**Set exercise a**
From the listing below, gather every line containing the string "training".

**Text passage**
----------------

16

I'm trying to understand the difference between RidgeClassifier and LogisticRegression in sklearn.linear_model. I couldn't find it in the documentation.

I think I understand quite well what the LogisticRegression does.It computes the coefficients and intercept to minimise half of sum of squares of the coefficients + C times the binary cross-entropy loss, where C is the regularisation parameter. I checked against a naive implementation from scratch, and results coincide.

Results of RidgeClassifier differ and I couldn't figure out, how the coefficients and intercept are computed there? Looking at the Github code, I'm not experienced enough to untangle it.

The reason why I'm asking is that I like the RidgeClassifier results -- it generalises a bit better to my problem. But before I use it, I would like to at least have an idea where does it come from.

Thanks for possible help.

Peter Franek
  • 577
  • 3
  • 8
  • 25
  • 2
    have you read about regularization in Machine Learning? – Sociopath Dec 24 '18 at 09:59
  • Maybe this can help: https://scikit-learn.org/stable/modules/linear_model.html#ridge-regression – Vivek Kumar Dec 24 '18 at 09:59
  • 2
    @Sociopath Yes. A basic l2-regularization is present in the LogisticRegression() already, as outlined in the text. – Peter Franek Dec 24 '18 at 10:05
  • 2
    @VivekKumar Have been there, thanks -- but unfortunately, it only added to my confusion because everything in the documentation looks like it should be the same thing as LogisticRegression. (From the docs it would seem that the alpha should coincide with 1/C from LogisticRegression) – Peter Franek Dec 24 '18 at 10:06

1 Answers1

20

RidgeClassifier() works differently compared to LogisticRegression() with l2 penalty. The loss function for RidgeClassifier() is not cross entropy.

----------------

Records of labeled points

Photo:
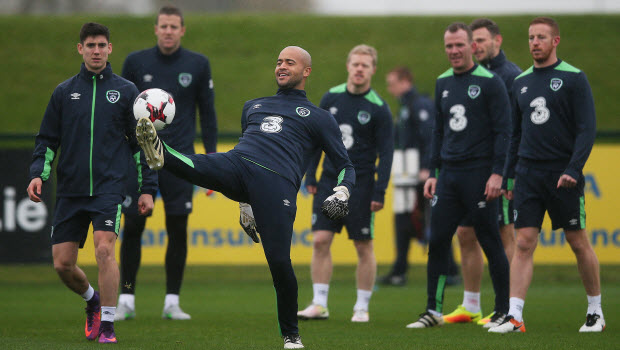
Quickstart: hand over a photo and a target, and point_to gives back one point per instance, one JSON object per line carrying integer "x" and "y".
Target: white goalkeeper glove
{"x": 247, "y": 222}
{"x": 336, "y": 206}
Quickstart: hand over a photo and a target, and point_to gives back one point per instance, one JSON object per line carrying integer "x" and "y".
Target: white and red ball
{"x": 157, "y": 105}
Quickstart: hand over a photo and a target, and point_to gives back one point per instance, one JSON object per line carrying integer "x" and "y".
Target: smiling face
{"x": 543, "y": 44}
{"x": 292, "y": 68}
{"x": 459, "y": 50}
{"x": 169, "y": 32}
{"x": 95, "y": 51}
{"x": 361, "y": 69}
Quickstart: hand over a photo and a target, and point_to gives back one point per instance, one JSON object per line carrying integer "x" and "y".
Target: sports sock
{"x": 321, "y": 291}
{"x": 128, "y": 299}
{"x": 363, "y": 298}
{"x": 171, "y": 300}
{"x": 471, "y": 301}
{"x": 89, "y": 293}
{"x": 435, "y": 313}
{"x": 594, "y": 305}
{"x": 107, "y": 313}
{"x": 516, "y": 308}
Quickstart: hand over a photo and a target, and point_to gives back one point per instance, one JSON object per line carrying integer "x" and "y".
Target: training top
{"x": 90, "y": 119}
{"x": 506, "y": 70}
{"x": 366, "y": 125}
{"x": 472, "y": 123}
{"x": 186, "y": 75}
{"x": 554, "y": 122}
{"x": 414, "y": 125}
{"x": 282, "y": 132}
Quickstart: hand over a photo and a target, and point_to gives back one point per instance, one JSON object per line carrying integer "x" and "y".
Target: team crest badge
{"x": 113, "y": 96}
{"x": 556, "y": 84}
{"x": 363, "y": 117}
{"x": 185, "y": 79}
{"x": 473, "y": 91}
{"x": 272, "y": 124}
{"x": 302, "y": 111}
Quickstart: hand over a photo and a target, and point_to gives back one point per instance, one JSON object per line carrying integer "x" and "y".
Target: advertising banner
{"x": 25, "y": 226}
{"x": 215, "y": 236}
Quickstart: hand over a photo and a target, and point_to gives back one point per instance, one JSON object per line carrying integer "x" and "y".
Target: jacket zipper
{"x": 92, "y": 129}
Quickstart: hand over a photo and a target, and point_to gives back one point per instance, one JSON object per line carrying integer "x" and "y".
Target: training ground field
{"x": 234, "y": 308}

----------------

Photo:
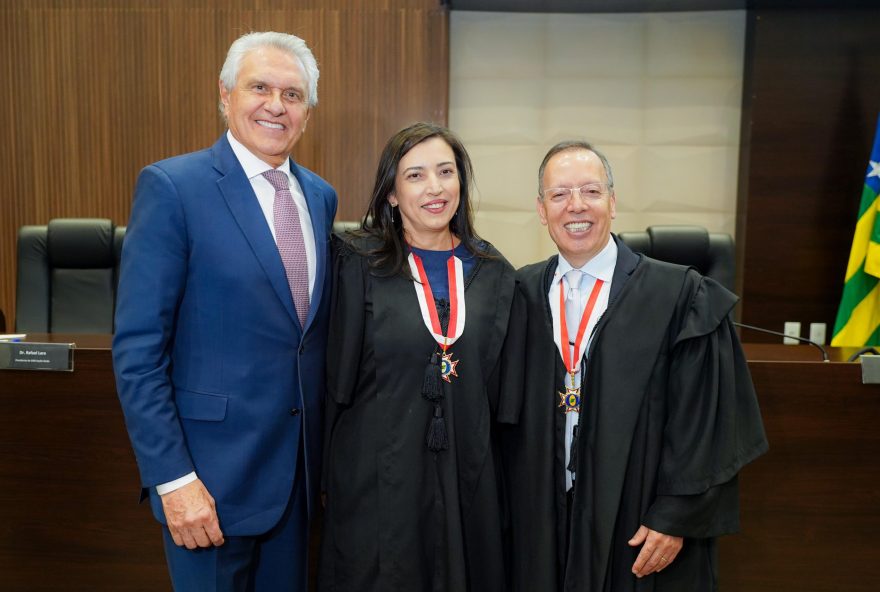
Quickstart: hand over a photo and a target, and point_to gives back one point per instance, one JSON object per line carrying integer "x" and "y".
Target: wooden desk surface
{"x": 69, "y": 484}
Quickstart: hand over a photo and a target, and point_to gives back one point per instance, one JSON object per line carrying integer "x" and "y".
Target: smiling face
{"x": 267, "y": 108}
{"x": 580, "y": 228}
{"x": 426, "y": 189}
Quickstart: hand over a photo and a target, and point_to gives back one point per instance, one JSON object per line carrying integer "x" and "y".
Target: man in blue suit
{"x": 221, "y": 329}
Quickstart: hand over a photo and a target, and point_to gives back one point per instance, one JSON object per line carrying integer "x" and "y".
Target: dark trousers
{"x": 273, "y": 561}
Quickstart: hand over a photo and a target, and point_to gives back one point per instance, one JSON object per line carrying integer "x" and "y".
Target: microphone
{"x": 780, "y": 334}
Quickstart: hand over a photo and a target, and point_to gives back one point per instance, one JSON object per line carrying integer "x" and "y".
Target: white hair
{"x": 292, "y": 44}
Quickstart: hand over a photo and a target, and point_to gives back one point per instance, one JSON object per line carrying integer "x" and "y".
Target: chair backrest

----------------

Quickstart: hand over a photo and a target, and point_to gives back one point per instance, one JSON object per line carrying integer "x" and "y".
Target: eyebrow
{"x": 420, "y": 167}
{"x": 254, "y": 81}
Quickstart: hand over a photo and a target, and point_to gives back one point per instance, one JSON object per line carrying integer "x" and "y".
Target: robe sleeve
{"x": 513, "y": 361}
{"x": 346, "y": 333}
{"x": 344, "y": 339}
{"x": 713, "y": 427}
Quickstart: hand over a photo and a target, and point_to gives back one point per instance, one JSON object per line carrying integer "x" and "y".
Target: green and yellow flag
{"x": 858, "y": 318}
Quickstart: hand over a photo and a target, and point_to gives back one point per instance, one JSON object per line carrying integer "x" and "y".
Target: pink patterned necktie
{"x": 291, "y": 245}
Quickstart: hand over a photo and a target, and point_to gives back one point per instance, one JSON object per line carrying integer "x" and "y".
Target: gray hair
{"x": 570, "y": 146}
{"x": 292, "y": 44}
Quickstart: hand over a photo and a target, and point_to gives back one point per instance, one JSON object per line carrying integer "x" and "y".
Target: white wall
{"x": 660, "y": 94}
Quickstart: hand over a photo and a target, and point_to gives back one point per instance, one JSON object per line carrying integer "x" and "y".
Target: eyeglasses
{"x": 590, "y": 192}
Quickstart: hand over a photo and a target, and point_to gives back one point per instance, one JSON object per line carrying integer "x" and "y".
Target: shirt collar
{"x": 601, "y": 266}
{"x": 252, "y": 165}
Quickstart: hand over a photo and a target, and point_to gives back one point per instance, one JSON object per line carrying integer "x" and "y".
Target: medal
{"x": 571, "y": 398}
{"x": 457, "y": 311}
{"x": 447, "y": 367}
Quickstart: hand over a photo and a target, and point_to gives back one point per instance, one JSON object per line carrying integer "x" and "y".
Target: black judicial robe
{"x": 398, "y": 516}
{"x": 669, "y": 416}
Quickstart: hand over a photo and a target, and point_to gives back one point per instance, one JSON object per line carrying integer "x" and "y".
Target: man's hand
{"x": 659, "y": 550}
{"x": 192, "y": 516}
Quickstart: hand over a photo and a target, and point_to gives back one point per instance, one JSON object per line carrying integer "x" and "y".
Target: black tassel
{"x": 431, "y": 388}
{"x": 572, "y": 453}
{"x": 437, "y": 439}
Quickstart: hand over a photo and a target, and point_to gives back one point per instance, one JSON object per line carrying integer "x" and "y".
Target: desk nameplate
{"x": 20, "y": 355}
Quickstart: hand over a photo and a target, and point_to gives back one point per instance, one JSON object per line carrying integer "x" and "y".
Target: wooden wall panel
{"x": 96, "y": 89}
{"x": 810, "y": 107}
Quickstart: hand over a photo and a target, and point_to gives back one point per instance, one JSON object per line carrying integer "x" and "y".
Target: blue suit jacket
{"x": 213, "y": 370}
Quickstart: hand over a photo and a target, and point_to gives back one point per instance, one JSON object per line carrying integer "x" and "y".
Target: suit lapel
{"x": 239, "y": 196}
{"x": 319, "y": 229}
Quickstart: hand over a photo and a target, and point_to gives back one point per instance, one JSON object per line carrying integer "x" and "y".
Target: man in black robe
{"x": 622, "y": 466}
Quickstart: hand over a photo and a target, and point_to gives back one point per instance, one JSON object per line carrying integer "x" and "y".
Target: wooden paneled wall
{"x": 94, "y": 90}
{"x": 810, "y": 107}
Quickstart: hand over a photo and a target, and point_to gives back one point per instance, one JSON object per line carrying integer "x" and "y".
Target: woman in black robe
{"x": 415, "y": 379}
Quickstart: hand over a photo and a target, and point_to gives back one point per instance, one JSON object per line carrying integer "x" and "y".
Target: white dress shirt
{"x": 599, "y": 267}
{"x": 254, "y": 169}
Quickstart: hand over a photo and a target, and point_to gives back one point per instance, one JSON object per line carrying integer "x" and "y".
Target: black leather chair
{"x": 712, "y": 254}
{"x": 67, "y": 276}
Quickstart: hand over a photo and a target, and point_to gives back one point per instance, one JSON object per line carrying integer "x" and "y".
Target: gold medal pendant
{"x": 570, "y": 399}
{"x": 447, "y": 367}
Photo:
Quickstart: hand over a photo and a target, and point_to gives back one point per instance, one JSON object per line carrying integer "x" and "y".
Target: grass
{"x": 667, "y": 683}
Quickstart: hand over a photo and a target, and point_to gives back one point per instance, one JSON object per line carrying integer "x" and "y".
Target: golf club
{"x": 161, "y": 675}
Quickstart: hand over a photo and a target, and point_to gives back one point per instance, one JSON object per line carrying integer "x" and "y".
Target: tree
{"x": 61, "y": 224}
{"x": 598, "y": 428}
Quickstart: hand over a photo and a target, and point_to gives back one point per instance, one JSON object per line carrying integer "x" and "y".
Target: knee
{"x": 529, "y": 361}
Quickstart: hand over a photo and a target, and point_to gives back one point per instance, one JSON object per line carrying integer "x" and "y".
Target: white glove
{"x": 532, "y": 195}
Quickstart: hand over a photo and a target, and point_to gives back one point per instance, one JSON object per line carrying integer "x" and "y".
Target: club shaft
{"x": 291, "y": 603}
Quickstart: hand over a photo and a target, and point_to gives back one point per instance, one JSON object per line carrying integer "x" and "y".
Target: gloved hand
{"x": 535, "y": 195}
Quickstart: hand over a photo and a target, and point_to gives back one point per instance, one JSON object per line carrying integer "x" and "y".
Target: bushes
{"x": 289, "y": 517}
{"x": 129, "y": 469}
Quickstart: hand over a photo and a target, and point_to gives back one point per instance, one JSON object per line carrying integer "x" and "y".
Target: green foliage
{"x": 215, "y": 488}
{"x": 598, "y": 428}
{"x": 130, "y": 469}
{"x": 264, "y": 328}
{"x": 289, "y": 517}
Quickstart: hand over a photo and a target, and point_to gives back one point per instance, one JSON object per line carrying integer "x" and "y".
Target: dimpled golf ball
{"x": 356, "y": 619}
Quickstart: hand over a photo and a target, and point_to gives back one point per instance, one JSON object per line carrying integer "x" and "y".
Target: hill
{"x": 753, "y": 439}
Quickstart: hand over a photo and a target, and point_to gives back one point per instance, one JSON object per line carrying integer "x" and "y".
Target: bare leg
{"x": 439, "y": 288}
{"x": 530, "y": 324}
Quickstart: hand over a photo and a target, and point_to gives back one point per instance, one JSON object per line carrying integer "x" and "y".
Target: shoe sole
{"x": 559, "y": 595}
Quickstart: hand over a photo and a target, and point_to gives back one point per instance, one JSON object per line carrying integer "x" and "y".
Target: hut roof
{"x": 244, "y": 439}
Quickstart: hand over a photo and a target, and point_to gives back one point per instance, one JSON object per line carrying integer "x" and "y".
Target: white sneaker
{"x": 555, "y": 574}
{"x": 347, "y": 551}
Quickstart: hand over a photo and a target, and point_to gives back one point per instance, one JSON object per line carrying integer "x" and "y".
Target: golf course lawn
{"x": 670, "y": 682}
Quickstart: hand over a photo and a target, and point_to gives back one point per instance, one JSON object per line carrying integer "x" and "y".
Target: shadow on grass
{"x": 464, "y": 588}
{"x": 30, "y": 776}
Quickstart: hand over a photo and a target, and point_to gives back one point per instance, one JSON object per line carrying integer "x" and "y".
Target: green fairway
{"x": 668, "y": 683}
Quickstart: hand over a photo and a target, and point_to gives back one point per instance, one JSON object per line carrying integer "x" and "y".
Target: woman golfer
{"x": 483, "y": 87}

----------------

**Set exercise b**
According to the forum thread, what is not the loss function for RidgeClassifier()?

**Worked solution a**
Target: training top
Target: training ground field

**Worked solution b**
Cross entropy.